* **Short exercise**
Rewrite all of the lines below as a two-column CSV headed "text" and "answer", with one row pairing each piece of text with the answer that follows it. Place each value in a single quoted field, replace line breaks with spaces, and omit the pictures.

━━ Dataset content

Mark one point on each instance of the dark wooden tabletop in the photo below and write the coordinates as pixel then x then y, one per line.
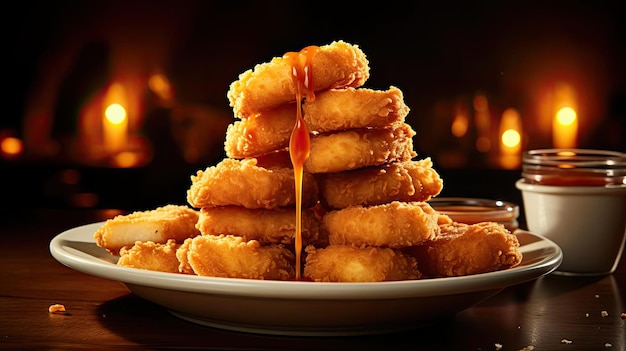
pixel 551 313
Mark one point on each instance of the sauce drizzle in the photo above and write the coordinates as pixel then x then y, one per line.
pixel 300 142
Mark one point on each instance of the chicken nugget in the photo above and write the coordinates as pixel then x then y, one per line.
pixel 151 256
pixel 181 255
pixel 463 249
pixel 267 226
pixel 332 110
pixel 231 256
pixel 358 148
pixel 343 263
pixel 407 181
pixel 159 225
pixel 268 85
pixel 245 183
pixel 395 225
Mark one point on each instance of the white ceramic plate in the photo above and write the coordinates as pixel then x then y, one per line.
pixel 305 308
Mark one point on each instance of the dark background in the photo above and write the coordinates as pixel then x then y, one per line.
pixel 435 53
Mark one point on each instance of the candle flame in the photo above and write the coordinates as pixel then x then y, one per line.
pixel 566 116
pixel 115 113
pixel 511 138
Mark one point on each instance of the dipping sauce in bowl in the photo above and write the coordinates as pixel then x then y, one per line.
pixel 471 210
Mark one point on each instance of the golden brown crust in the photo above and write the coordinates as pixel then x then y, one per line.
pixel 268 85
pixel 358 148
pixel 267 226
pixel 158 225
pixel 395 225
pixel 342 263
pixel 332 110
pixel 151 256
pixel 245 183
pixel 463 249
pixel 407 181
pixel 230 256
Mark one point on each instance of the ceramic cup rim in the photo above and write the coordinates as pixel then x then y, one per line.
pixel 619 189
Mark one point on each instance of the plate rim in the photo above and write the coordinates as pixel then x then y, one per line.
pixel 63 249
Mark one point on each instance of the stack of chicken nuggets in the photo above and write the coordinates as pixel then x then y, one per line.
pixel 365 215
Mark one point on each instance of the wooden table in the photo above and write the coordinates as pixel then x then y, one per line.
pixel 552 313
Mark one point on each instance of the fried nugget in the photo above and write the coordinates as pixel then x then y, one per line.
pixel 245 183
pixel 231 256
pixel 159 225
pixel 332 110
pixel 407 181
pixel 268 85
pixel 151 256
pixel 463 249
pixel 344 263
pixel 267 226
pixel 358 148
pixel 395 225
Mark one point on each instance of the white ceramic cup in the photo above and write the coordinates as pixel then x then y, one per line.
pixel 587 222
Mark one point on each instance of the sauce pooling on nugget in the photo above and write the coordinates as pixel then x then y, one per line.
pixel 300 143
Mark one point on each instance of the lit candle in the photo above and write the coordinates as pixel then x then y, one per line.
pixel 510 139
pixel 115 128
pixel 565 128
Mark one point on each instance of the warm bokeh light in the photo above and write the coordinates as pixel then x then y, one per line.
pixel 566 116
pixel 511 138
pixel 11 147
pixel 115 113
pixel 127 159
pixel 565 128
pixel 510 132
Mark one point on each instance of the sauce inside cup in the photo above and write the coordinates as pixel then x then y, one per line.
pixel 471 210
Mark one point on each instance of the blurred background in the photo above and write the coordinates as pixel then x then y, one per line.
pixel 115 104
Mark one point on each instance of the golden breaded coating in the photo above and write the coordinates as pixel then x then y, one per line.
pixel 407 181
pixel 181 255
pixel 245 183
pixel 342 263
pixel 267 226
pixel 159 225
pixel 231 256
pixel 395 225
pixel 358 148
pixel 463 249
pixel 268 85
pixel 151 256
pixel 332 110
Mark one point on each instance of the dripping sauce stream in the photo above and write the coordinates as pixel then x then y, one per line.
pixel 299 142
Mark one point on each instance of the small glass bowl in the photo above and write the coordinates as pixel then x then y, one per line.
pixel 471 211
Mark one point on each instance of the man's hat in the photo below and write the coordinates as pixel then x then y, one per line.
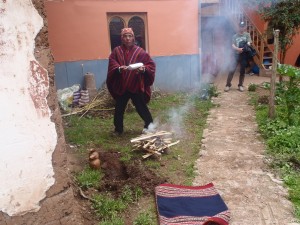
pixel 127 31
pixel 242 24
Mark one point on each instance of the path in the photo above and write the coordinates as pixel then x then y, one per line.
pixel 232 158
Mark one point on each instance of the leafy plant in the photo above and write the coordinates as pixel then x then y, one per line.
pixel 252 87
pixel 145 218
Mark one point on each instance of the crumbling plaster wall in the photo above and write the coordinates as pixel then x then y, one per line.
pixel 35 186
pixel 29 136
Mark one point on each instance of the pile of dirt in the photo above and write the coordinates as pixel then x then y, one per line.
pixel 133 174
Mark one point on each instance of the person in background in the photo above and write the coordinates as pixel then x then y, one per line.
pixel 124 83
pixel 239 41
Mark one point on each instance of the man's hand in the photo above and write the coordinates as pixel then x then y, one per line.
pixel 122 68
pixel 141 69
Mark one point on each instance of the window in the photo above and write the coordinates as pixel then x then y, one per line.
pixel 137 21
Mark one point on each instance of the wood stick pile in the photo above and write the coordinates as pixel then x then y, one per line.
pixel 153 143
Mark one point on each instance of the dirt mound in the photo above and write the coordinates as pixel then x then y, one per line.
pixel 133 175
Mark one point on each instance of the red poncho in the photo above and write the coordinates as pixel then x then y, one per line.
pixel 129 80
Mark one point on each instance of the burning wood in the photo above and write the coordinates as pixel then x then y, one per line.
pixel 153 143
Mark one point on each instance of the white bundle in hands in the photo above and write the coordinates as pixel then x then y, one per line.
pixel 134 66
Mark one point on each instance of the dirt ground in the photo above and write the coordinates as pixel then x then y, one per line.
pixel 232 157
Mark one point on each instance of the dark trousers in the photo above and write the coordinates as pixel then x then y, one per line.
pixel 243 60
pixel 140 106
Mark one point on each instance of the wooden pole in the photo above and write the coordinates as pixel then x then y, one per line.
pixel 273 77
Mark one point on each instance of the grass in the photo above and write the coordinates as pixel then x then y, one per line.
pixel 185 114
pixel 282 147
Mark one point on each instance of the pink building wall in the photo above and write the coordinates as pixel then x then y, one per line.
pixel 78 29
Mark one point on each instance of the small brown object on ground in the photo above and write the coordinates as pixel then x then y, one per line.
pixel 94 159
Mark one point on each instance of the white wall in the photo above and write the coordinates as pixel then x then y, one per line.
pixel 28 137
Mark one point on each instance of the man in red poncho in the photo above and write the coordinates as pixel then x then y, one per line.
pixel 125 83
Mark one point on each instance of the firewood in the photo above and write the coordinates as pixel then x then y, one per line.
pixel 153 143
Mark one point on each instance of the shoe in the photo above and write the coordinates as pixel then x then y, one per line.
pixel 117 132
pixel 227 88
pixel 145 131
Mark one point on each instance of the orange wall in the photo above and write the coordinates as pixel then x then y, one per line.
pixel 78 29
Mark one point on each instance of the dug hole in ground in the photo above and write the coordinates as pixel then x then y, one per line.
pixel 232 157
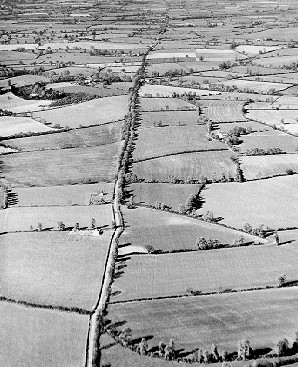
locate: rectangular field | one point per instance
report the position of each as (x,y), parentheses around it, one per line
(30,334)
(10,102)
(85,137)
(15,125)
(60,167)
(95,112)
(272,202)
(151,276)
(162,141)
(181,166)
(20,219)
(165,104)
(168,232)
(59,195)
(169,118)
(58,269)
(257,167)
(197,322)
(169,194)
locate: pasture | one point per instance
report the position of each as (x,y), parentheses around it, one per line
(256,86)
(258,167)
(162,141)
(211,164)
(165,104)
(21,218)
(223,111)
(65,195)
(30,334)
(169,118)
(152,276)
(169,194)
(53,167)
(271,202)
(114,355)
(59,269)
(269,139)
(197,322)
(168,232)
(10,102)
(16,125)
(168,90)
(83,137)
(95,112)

━━━━

* **Written response**
text,answer
"Mark one point on each instance of the dark wooden tabletop in the photo below and write the coordinates as pixel then x then y, one per line.","pixel 551 313"
"Mark one point on each instance of the sauce drizzle in the photo above and write the coordinates as pixel then x then y, one per line.","pixel 300 142"
"Mark one point on each instance of the chicken nugget in the photo above and write the coordinates as pixel then x then y, one per line.","pixel 151 256 pixel 181 255 pixel 463 249 pixel 267 226 pixel 332 110 pixel 231 256 pixel 358 148 pixel 343 263 pixel 407 181 pixel 159 225 pixel 268 85 pixel 245 183 pixel 395 225"
"Mark one point on each instance of the white ceramic plate in the photo above and write the coordinates as pixel then x then y, one per line.","pixel 305 308"
"Mark one point on each instance of the dark background in the photo above and write the coordinates as pixel then x then y, one per line.","pixel 435 53"
"Mark one point on each instance of the candle flame in the photo above and write the coordinates as pixel then x then y, one per line.","pixel 566 116 pixel 115 113 pixel 511 138"
"Mark one point on each instance of the dipping sauce in bowl in the photo above and write the coordinates as pixel then x then y, one per line.","pixel 471 210"
"Mark one point on each instance of the golden brown crust in the photo above and write the coordinates as pixel then x then y, one per line.","pixel 268 85 pixel 358 148 pixel 267 226 pixel 158 225 pixel 395 225 pixel 342 263 pixel 332 110 pixel 151 256 pixel 245 183 pixel 463 249 pixel 407 181 pixel 230 256"
"Mark one point on each instance of the ceramic cup rim in the photo above and write the coordinates as pixel then x then y, one per line.","pixel 619 189"
"Mark one point on each instance of the plate rim in the photo above and write the coordinates as pixel then x then y, one per line.","pixel 63 249"
"Mark one point on each instance of the stack of chicken nuggets in the photo above and write the coordinates as pixel then x then y, one per line.","pixel 365 215"
"Mark one point on each instance of the wooden table in the photo above and write the coordinates as pixel then x then y, one per line.","pixel 552 313"
"Mark one point on each instance of the fried nugget in the photo above and write the coordinates as pixel then x then y, one per line.","pixel 245 183 pixel 231 256 pixel 159 225 pixel 332 110 pixel 407 181 pixel 268 85 pixel 151 256 pixel 463 249 pixel 344 263 pixel 267 226 pixel 358 148 pixel 395 225"
"Mark one point on each instance of the white ceramic cup in the photo above and write the coordinates as pixel then x then y, one per line.","pixel 587 222"
"Mark one point on each instance of the sauce pooling on nugget in the photo above and write the coordinates as pixel then x then y, one per line.","pixel 300 143"
"Mark one point on each instance of the lit candle in the photo above and write the coordinates as pixel then x then y, one per line.","pixel 510 139 pixel 115 128 pixel 565 128"
"Mark one point on each instance of the warm bokeh light in the photo above and write the coordinates as pixel then x then y, one per line.","pixel 566 116 pixel 511 138 pixel 11 147 pixel 115 113 pixel 127 159 pixel 565 128 pixel 510 132"
"Mark one point on each instance of the sauce inside cup in the photo above and write the coordinates as pixel then x then y, one per line.","pixel 471 210"
"Mark one point on each instance of the blurred background in the photo above and write the coordinates as pixel then x then y, one per line.","pixel 115 104"
"Mark one point on each instance of the golden breaded coating in the photo above and write the coordinates as pixel then x then y, one per line.","pixel 407 181 pixel 181 255 pixel 245 183 pixel 342 263 pixel 267 226 pixel 159 225 pixel 231 256 pixel 395 225 pixel 358 148 pixel 463 249 pixel 268 85 pixel 151 256 pixel 332 110"
"Mark one point on each instance of the dripping sauce stream in the photo above and write the coordinates as pixel then x then y, one per line.","pixel 299 142"
"Mark one point on each instance of the small glass bowl in the photo above and write the coordinates as pixel then x then y, one per line.","pixel 471 211"
"Mark one point on each instance of the man's hat in the photo below and write the coordinates as pixel then x then y, one per line.","pixel 127 31 pixel 242 24"
"Mark one point on each instance of the path in the photo above and write the coordinates as pixel then x then y, one per line.","pixel 232 158"
"Mark one point on each instance of the leafy plant in the photo above and write the coordinates as pixel then x then y, one per line.","pixel 252 87 pixel 145 218"
"Mark one point on each instance of the crumbling plaster wall in the photo above and write the coordinates as pixel then x then y, one per line.","pixel 35 186 pixel 29 136"
"Mark one point on each instance of the pile of dirt in the photo above and write the coordinates as pixel then x then y, one per line.","pixel 133 174"
"Mark one point on each instance of the person in background in the photo above and write the coordinates as pixel then x then y, one per line.","pixel 124 83 pixel 239 41"
"Mark one point on each instance of the man's hand in the photo above and write the coordinates as pixel then x then y, one per line.","pixel 122 68 pixel 141 69"
"Mark one point on each instance of the window in the photo above and write the coordinates as pixel then x then y, one per line.","pixel 137 21"
"Mark one point on each instance of the wood stick pile in the photo above and write the coordinates as pixel then x then y, one per line.","pixel 153 143"
"Mark one point on each instance of the dirt mound in the photo above and write the coordinates as pixel then x then y, one per line.","pixel 133 175"
"Mark one point on each instance of the red poncho in the photo above and write the coordinates as pixel then x then y, one per line.","pixel 129 80"
"Mark one point on each instance of the burning wood in the photo above and write the coordinates as pixel then x then y, one per line.","pixel 153 143"
"Mark one point on each instance of the white bundle in hands in the photo above and write the coordinates as pixel then x then y, one per line.","pixel 134 66"
"Mark one point on each instance of the dirt ground in the photo above and write the coordinates as pixel then x then y, one per line.","pixel 232 157"
"Mark one point on each instance of the dark trousers in the photo above and write the coordinates as pixel then x then y, one per line.","pixel 243 60 pixel 140 106"
"Mark one point on each instance of the wooden pole in the photo above and write the coordinates as pixel then x then y, one per line.","pixel 273 77"
"Mark one point on each instance of the grass in the photo above and write the coordinates as pixel then x then y, one per line.","pixel 185 114 pixel 282 147"
"Mark one point on each instance of the pink building wall in the photo above and write the coordinates as pixel then x then y, one per line.","pixel 78 29"
"Mark one point on each instance of the small brown object on ground in the photo above and write the coordinates as pixel then x then y, one per line.","pixel 94 159"
"Mark one point on each instance of the white wall in the photo above and write the coordinates as pixel then x then y, one per line.","pixel 28 137"
"Mark one point on each instance of the man in red poncho in the photo above and write the coordinates as pixel then x then y, one per line.","pixel 125 83"
"Mark one point on each instance of the firewood in the photo above and write the coordinates as pixel then x then y, one per line.","pixel 153 143"
"Mark one point on each instance of the shoe in the photo above and write the coordinates as pixel then x then y, one per line.","pixel 117 132 pixel 227 88 pixel 145 131"
"Mark one point on each instance of the orange wall in the photo above and write the coordinates as pixel then x then y, one per line.","pixel 78 29"
"Mark one point on each instance of the dug hole in ground in the photo above and write the coordinates as pixel then x then y, one per line.","pixel 232 157"
"locate: rectangular field | one point per instance report the position of each as (x,y), parentheses around it, one per line","(30,334) (10,102) (85,137) (15,125) (60,167) (95,112) (272,202) (151,276) (162,141) (181,166) (20,219) (165,104) (168,232) (59,195) (169,118) (58,269) (257,167) (197,322) (169,194)"
"locate: pasture | one point per instance report the position of each as (x,y), parentheses around it, one per line","(256,86) (258,167) (162,141) (211,164) (165,104) (21,218) (223,111) (65,195) (30,334) (169,118) (152,276) (169,194) (53,167) (271,202) (114,355) (59,269) (269,139) (197,322) (168,232) (10,102) (16,125) (168,90) (83,137) (95,112)"